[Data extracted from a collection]
-*-*-

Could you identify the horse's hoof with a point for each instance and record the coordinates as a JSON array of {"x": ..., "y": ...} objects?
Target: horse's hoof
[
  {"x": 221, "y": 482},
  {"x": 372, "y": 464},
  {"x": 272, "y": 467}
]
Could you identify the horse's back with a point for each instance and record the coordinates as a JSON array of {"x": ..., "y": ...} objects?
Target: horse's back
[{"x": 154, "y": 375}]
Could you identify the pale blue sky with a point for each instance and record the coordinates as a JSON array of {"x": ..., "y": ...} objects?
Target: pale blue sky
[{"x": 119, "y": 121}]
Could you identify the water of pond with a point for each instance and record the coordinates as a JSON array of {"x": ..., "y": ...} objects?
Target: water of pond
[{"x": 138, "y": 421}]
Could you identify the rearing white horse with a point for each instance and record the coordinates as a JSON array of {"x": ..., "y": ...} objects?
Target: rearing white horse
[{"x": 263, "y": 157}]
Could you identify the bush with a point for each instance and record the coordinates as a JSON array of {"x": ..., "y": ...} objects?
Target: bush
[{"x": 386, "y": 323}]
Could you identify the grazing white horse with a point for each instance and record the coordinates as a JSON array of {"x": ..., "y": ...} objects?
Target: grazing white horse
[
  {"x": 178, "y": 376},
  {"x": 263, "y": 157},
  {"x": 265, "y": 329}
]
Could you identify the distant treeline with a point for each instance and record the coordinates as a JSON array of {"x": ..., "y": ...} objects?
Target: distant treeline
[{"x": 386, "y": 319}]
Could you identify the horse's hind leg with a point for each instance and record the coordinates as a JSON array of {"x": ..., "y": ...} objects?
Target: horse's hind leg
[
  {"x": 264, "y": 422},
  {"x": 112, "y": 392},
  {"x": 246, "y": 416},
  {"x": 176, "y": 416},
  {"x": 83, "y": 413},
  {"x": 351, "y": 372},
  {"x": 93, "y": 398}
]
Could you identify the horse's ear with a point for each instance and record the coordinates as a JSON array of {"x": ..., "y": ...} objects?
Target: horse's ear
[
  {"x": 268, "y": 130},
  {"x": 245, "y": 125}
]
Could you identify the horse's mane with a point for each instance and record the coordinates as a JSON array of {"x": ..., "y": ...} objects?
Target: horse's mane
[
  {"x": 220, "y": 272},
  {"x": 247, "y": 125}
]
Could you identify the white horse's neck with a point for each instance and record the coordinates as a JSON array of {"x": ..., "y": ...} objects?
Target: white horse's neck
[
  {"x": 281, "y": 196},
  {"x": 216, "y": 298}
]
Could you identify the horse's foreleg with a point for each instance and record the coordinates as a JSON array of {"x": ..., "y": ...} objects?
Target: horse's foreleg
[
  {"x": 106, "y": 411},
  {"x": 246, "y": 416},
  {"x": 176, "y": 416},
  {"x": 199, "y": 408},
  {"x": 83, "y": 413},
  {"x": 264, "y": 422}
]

-*-*-

■ REQUIREMENT
Repeat all the entries word for word.

■ RESPONSE TO THIS TASK
Could you identify the horse's hoof with a point for each instance and record the coordinates as a JSON array of {"x": ..., "y": ...} objects?
Target: horse's hoof
[
  {"x": 221, "y": 482},
  {"x": 372, "y": 464},
  {"x": 272, "y": 467}
]
Could you identify the horse's back with a point for each instance and record the coordinates as a JSON array of {"x": ..., "y": ...} objects?
Target: horse's back
[{"x": 154, "y": 375}]
Could you identify the pale blue sky with a point for each instance and record the coordinates as a JSON array of {"x": ..., "y": ...} objects?
Target: pale blue sky
[{"x": 119, "y": 121}]
Could you identify the water of pond with a point for each instance and record the coordinates as a JSON array of {"x": ..., "y": ...} objects?
Target: water of pond
[{"x": 138, "y": 421}]
Could you identify the rearing white horse with a point for each instance and record the coordinates as a JSON array of {"x": ..., "y": ...} objects?
Target: rearing white horse
[{"x": 263, "y": 157}]
Could you identify the bush with a point for each instance and record the coordinates as a JSON array of {"x": ..., "y": ...} objects?
Target: bush
[{"x": 386, "y": 323}]
Could you identify the grazing white horse with a point for each instance and record the coordinates as a JSON array of {"x": ..., "y": ...} objects?
Target: grazing white horse
[
  {"x": 178, "y": 376},
  {"x": 263, "y": 157},
  {"x": 265, "y": 329}
]
Could you identify the distant treeline with a point for each instance and record the coordinates as a JSON array of {"x": ..., "y": ...} objects?
Target: distant treeline
[{"x": 386, "y": 319}]
Could you identify the horse's hind leg with a point for each instance and record the coordinates as a JSON array of {"x": ..., "y": ...} objects?
Target: horse's hind leg
[
  {"x": 264, "y": 422},
  {"x": 112, "y": 392},
  {"x": 246, "y": 416},
  {"x": 176, "y": 416},
  {"x": 83, "y": 413},
  {"x": 351, "y": 372},
  {"x": 93, "y": 398}
]
Could you identify the horse's ear with a point for each instance and record the coordinates as a JSON array of {"x": ..., "y": ...} objects?
Target: horse's ear
[
  {"x": 268, "y": 130},
  {"x": 245, "y": 125}
]
Could you identify the horse's mane with a point for each instance and record the coordinates as a JSON array of {"x": ..., "y": ...} objects?
Target: horse's mane
[
  {"x": 220, "y": 272},
  {"x": 247, "y": 125}
]
Could you identify the white horse's neck with a point for each instance and record the coordinates as a JSON array of {"x": ..., "y": ...} objects?
Target: white horse's neck
[
  {"x": 281, "y": 196},
  {"x": 216, "y": 298}
]
Could you identify the horse's foreleg with a point for each instance and record the coordinates as a JSON array of {"x": ..., "y": ...} objects?
Target: horse's foreleg
[
  {"x": 106, "y": 411},
  {"x": 246, "y": 416},
  {"x": 176, "y": 416},
  {"x": 199, "y": 408},
  {"x": 83, "y": 413},
  {"x": 264, "y": 422}
]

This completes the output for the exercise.